* [THE REQUEST]
Display, in full, each line of the listing below that contains the word "hills".

* [Entries from a dataset]
______

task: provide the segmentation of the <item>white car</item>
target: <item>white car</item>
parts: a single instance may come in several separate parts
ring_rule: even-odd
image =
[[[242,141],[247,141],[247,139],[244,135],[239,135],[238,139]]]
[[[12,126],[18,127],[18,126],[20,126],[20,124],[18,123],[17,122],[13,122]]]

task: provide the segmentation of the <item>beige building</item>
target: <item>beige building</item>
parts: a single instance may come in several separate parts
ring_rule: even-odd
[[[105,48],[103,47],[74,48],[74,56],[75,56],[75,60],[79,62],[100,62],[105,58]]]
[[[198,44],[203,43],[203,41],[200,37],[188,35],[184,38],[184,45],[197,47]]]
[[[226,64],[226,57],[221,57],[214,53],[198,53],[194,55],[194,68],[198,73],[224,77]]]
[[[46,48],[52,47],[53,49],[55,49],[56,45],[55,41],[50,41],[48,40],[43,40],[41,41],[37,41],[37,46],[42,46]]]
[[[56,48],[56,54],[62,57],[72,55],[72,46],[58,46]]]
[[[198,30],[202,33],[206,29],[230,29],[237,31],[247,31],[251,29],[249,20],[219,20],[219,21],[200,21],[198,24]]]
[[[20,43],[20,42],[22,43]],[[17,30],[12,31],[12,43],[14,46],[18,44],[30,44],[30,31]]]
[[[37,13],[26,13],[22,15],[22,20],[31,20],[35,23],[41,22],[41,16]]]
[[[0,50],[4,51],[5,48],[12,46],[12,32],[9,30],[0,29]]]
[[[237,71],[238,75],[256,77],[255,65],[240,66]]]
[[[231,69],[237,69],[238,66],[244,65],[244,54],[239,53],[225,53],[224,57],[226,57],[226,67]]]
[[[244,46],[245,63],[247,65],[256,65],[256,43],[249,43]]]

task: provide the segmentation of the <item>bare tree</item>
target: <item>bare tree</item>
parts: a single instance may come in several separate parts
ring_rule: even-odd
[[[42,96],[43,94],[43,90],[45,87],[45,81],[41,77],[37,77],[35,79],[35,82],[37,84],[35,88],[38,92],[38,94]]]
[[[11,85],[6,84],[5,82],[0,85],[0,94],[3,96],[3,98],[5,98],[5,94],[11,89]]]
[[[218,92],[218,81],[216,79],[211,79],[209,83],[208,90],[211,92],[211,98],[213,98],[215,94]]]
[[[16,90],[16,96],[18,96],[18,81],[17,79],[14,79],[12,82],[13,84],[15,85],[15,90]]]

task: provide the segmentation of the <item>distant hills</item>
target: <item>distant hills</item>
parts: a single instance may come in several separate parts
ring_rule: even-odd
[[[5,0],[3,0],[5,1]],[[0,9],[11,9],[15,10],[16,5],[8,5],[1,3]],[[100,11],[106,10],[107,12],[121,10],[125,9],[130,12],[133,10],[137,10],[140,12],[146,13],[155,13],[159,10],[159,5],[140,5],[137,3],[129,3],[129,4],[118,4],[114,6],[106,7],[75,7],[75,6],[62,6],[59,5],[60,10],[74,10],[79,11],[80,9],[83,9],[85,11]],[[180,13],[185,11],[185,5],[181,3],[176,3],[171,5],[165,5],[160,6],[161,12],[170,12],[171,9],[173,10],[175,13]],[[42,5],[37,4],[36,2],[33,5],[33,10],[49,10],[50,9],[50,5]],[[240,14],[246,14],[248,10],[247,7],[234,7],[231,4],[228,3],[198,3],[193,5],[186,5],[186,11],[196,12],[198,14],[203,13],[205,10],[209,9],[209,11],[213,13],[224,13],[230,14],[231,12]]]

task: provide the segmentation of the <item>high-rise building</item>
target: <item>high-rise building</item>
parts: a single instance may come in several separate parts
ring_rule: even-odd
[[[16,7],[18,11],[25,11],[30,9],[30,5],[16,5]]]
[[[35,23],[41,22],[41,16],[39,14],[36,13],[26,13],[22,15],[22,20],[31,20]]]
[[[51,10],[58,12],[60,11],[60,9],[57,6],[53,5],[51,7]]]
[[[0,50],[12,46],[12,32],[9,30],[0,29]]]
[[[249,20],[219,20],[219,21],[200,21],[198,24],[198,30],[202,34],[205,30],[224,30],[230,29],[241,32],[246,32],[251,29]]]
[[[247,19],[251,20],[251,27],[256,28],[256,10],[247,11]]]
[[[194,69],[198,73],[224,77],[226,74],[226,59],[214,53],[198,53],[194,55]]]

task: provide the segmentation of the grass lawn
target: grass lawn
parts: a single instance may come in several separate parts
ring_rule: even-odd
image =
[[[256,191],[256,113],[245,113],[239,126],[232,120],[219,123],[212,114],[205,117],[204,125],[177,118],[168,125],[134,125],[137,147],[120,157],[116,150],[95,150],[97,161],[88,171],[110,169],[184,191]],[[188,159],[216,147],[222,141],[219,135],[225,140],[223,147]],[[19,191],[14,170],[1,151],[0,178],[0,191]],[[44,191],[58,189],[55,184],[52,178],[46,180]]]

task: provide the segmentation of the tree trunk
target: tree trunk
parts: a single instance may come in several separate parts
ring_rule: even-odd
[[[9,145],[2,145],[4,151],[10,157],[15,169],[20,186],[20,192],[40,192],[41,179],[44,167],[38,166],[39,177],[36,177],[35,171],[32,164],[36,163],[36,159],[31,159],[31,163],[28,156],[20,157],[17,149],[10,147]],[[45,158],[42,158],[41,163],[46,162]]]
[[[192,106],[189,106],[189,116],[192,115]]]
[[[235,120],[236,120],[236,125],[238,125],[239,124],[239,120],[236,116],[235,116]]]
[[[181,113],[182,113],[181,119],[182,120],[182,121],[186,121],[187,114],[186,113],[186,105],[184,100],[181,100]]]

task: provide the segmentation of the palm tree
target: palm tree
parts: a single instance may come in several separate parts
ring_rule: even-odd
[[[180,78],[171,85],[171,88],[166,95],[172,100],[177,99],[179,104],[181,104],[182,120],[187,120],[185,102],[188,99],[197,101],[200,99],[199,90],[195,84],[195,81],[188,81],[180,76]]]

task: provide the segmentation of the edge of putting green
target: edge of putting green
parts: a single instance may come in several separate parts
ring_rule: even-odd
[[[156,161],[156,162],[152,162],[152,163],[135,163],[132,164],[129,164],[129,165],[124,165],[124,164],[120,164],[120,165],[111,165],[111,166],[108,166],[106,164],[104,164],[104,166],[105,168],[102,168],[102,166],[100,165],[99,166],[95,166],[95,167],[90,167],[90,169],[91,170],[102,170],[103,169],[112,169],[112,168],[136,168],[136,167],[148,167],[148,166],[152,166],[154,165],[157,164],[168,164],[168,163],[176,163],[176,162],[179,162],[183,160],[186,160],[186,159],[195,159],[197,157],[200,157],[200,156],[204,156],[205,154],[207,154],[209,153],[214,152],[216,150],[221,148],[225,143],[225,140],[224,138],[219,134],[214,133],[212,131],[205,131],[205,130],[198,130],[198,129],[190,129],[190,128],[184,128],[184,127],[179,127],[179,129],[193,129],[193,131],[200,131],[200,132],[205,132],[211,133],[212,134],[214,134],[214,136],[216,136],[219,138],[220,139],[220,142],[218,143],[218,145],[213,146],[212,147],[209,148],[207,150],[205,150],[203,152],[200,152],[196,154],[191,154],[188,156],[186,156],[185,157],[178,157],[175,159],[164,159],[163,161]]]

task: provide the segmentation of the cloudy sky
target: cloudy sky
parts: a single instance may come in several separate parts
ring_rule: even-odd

______

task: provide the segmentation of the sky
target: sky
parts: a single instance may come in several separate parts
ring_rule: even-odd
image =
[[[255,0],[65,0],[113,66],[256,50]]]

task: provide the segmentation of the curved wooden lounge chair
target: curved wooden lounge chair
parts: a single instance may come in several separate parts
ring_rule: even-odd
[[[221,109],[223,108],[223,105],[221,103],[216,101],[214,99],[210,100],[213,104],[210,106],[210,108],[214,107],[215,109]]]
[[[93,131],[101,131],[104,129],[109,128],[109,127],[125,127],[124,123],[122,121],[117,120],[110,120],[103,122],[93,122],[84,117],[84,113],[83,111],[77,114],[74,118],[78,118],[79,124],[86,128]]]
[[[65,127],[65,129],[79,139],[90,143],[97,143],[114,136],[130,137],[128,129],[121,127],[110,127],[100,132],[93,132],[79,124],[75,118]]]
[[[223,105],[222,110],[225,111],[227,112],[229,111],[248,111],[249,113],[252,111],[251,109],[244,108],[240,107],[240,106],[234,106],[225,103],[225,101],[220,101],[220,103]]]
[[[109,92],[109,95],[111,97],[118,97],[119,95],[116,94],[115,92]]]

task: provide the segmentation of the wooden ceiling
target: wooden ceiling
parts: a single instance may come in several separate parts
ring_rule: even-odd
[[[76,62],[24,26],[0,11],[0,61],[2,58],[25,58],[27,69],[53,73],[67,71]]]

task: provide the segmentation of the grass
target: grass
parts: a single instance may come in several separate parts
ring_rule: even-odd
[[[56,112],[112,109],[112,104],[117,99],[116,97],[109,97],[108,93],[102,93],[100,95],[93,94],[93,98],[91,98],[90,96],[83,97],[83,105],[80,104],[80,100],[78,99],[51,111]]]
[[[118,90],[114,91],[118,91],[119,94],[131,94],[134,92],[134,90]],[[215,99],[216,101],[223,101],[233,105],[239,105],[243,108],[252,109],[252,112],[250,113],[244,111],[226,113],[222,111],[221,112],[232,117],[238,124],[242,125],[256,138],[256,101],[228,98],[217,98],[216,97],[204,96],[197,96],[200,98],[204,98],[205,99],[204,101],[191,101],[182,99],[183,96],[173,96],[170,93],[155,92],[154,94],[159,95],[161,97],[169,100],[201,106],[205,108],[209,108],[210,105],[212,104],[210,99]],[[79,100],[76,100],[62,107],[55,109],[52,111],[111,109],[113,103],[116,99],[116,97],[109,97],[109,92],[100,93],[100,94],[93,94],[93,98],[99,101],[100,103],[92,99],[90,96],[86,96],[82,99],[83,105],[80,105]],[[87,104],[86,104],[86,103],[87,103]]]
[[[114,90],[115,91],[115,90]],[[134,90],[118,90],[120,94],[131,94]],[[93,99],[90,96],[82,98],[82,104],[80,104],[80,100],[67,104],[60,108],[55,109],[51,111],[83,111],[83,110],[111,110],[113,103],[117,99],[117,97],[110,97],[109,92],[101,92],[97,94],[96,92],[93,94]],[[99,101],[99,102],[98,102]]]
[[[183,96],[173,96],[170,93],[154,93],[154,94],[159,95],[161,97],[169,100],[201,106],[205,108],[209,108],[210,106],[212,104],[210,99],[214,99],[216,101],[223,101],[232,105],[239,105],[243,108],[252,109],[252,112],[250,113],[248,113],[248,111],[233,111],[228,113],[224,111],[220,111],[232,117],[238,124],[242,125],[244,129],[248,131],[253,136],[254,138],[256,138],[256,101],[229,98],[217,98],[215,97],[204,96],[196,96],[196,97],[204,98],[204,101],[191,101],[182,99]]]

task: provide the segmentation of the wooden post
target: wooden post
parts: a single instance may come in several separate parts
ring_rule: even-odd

______

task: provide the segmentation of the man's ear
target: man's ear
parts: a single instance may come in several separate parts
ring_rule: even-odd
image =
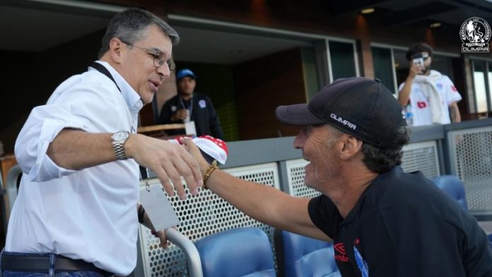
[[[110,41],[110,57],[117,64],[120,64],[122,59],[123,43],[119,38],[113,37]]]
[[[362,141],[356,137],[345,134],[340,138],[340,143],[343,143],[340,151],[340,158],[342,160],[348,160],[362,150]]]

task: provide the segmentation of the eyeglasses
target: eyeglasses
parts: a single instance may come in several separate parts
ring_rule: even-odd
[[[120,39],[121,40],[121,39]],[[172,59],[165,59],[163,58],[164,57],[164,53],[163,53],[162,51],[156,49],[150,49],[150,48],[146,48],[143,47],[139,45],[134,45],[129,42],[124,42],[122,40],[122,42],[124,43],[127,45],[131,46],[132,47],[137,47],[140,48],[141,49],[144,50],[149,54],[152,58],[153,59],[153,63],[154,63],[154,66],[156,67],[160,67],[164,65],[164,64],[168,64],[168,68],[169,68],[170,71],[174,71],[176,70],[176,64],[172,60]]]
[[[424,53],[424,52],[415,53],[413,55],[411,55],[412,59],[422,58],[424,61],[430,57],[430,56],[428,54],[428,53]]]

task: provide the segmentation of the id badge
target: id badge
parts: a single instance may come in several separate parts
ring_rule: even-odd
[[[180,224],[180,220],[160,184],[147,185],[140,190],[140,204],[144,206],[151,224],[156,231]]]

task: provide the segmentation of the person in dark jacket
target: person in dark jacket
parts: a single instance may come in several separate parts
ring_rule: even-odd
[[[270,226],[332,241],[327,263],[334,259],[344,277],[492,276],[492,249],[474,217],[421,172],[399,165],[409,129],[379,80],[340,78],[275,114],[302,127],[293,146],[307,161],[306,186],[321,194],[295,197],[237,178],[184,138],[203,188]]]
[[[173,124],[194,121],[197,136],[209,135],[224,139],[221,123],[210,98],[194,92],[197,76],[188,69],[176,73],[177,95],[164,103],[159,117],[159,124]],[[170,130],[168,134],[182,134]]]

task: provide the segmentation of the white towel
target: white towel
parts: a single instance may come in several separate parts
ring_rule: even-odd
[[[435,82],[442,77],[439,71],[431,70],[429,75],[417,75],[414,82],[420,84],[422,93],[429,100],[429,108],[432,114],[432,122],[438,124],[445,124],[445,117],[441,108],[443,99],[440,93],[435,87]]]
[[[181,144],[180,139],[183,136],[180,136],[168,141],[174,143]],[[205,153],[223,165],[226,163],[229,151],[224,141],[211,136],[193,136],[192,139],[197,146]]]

______

* [THE ANSWER]
task: provide the segmentation of the <item>distant hills</item>
target: <item>distant hills</item>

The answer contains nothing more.